Renvoyez, sans les modifier, toutes les lignes des entrées où figure le mot « given ».

○ ○ ○ ○ ○

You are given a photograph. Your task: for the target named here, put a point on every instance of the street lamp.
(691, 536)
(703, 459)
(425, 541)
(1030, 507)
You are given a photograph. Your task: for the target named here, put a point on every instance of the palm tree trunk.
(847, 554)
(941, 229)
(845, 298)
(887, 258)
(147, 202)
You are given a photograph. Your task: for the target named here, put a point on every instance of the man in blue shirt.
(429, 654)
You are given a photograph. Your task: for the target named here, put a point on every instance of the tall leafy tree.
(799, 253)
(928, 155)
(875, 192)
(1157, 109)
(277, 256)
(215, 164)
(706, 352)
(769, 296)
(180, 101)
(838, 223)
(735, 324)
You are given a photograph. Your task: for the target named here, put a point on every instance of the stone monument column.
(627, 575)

○ ○ ○ ○ ○

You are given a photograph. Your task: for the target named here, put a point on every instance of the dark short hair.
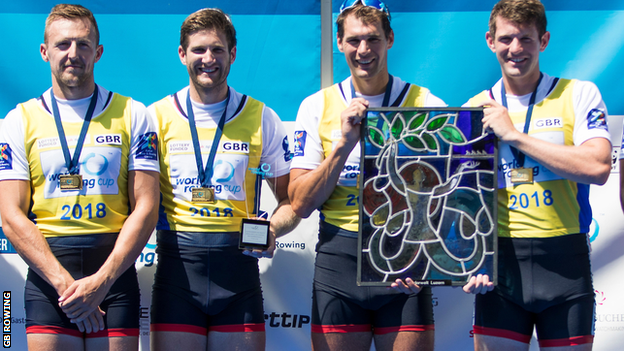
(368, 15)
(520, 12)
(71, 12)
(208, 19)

○ ○ ○ ○ ○

## Corrigé rédigé
You are given a photograph. Your task: for the target named here, put a point on every instance of the street lamp.
You are given a photograph. Your task: for the target named here, put a point on every instance of the palm tree trunk.
You are given a photograph. Your task: for the target named here, put a point on every instance of the man in blue shirt.
You are given a photograph. Your task: for the target named here, put a point on every instance of the tall leafy tree.
You are given a photograph. Your task: for the target named here, put a point on every instance of the stone monument column.
You are given a photograph. Your task: for the target named here, put a point on every instance of the dark short hair.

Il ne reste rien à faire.